** START Text passage **

Smart home and voice control – SoPaRe beta testing

More than a year ago I’ve written about voice controlled stuff. Enterprise NCC-1701-D like. As you all know: with the rise of cloud APIs this can be accomplished with some work. Downside is that all your talks will be processed in the cloud which means that you may lose your privacy. As I like the Raspberry Pi my goal was to have something running locally on a Pi. To be more specific: on a Raspberry Pi 2. After trying Jasper and some other projects my personal conclusion was that the small device is not powerful enough for the heavy lifting. This said I just want instant results. And I want to talk from anywhere in the room. I don’t care where the microphone is located. So I started the project SoPaRe to figure out what is possible. My goals were (and still are):

  • Real time audio processing
  • Must run on small credit card sized, ARM powered computers like Raspberry Pi, Banana Pi and alike
  • Pattern/voice recognition for only a few words
  • Must work offline without immanent dependencies to cloud APIs
  • Able to talk free from anywhere in a room

I must admit that I did not expect much trouble as it’s only data processing. Well, I changed my view and learned a lot. My current result is a first usable system that is able to learn sounds (in my case words) and recognize them even when I not talk directly in the microphone but from 2 meter away and from different angles. But let’s start with some basics. The following image shows the printed result of me saying three words: “computer light off”.

computer_licht_aus

In memory we talk about 80000 values that are generated in roughly 3 seconds. As one of my primary goals was real time processing this number is huge. As the Raspberry PI 2 has 4 cores one of my first decisions was to leverage real threads and process the data on different cores to get a good throughput. Another broad idea was to crunch the data and work with just a small characteristic of the sound. This diagram shows the current project architecture:

sopare_architecture

First of all we have to “tokenize” a sound into small parts that can be compared. Like single words from a sentence:

computer_licht_aus_word_tokenizer

In the current version even a single word is parted into smaller parts like “com-pu-ter” and for all this parts a characteristic is generated. These characteristics can be stored for further comparison. I tried quite some stuff but I get decent results with a combination of a condensed fast Fourier transformation and rough meta information like length and peaks.

The current version is able to not only match learned words in a sentence but also does this is a real environment. This means standing in a room and the microphone is somewhere located in the corner. Or speaking from quite a distance. On the other hand I still get false positives as the approach is rough. But I’m quite happy with the current state that’s why I talk about it now. The project (SoPaRe) incl. the source code is located on GitHub. Happy to receive your feedback or comments and of course, if you are using SoPaRe, please tell me about it!

My next step is to kick off the beta testing and enhance here and there. Will write again when we have more results after the test phase 🙂

8 thoughts on “Smart home and voice control – SoPaRe beta testing

  1. Hi, great work so far. I need something like this just to detect a keyword and then do speech to text using houdify or google speech.
    Can you please tell me the steps to take to teach and detect the word ‘hallo’ using your sopare program? I tried different combinations of the arguments but don’t get any results.

** END Text passage **
** START Provided information **

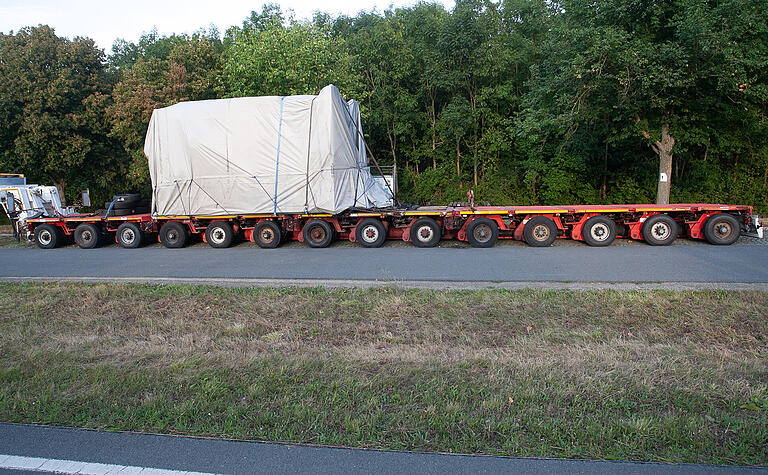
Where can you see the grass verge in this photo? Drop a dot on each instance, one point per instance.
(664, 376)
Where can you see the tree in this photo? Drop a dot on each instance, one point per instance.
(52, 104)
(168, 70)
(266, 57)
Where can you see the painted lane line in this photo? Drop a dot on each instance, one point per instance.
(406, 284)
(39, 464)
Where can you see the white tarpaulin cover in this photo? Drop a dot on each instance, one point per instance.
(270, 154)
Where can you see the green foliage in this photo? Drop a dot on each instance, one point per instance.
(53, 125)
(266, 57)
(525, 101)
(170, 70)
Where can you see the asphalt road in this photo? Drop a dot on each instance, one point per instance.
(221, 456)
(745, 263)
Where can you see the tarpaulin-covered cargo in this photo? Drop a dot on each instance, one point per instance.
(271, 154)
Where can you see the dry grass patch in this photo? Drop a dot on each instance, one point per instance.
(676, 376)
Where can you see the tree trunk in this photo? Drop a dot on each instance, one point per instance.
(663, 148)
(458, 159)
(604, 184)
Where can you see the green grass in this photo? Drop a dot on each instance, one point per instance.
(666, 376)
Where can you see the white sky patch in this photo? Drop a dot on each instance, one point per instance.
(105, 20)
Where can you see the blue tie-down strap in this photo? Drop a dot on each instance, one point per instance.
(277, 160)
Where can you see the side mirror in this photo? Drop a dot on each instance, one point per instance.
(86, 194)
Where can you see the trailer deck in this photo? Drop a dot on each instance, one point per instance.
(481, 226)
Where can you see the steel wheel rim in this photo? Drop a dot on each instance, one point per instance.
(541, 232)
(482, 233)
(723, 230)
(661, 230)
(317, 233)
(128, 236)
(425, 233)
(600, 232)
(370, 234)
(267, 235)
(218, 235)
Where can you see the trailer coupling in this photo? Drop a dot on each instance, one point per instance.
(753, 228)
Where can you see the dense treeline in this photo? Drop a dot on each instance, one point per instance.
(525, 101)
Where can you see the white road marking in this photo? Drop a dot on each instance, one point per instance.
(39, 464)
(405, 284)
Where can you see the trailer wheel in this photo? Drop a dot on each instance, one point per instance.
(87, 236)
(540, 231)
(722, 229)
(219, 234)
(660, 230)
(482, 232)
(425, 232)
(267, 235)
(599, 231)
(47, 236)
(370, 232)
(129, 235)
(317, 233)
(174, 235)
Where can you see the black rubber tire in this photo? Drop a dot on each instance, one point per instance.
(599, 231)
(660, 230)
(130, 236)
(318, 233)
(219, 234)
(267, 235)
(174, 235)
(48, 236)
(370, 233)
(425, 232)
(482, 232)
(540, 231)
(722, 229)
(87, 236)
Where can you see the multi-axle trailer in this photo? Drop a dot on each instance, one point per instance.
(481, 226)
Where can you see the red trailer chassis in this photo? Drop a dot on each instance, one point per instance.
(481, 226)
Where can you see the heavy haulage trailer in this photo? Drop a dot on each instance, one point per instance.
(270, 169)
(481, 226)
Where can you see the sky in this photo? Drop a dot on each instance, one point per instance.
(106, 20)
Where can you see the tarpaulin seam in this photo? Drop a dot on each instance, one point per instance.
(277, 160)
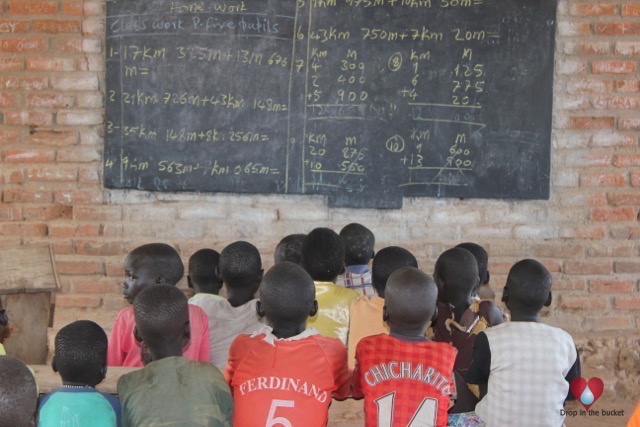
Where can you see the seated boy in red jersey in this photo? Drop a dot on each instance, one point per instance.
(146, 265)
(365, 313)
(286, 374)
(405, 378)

** END Provided information **

*Problems and tasks*
1. In the post on SoPaRe voice control, what combination gives the author decent results when generating sound characteristics?
2. Go on with the post on SoPaRe voice control, starting right after its final sentence.

*Responses per task*
1. A condensed fast Fourier transformation combined with rough meta information such as length and peaks.

2.
    Also I do get this error when running:

    start endless recording
    Process buffering queue:
    Traceback (most recent call last):
    File “/usr/lib/python2.7/multiprocessing/process.py”, line 258, in _bootstrap
    self.run()
    File “/home/magnus/sopare_app/sopare/buffering.py”, line 44, in run
    self.proc.check_silence(buf)
    File “/home/magnus/sopare_app/sopare/processing.py”, line 85, in check_silence
    self.stop(“stop append mode because of silence”)
    File “/home/magnus/sopare_app/sopare/processing.py”, line 54, in stop
    self.prepare.stop()
    File “/home/magnus/sopare_app/sopare/prepare.py”, line 75, in stop
    self.filter_reset()
    File “/home/magnus/sopare_app/sopare/prepare.py”, line 92, in filter_reset
    self.filter.reset()
    File “/home/magnus/sopare_app/sopare/filter.py”, line 42, in reset
    self.queue.put({ ‘action’: ‘reset’ })
    File “/usr/lib/python2.7/multiprocessing/queues.py”, line 100, in put
    assert not self._closed
    AssertionError
    Buffering not alive, stop recording
    stop endless recording

    Python 2.7.6, Ubuntu 14.04

    Thanks

    • Hi, sure. First please make sure to update to the last version of SoPaRe!

      Next you should find out the noise level for your environment and microphone. You simple do this by running
      ./sopare.py -l -v
      and adjusting the config setting “THRESHOLD” in the “file sopare/config” in the way that no debugging output shows up until you say the trigger word. When you say the word, debugging output must be show up. “CTRL-c” to stop.

      After finding and adjusting the normal conditions you start the training. Do this by starting the training mode with the command
      ./sopare.py -t hello
      Quite conditions work best to do the training. Say the word shortly after the line “start endless recording” appears on the screen. Repeat this 3-5 times.

      Whenever you finished the training round, run
      ./sopare.py -c
      and create a working model of your training data.

      You can test the model by running
      ./sopare.py -l
      and saying your trained word.

      That’s it. A video tutorial with more examples and background information is on the way but I need some more weekends to finish this so please stay tuned.

      Have fun!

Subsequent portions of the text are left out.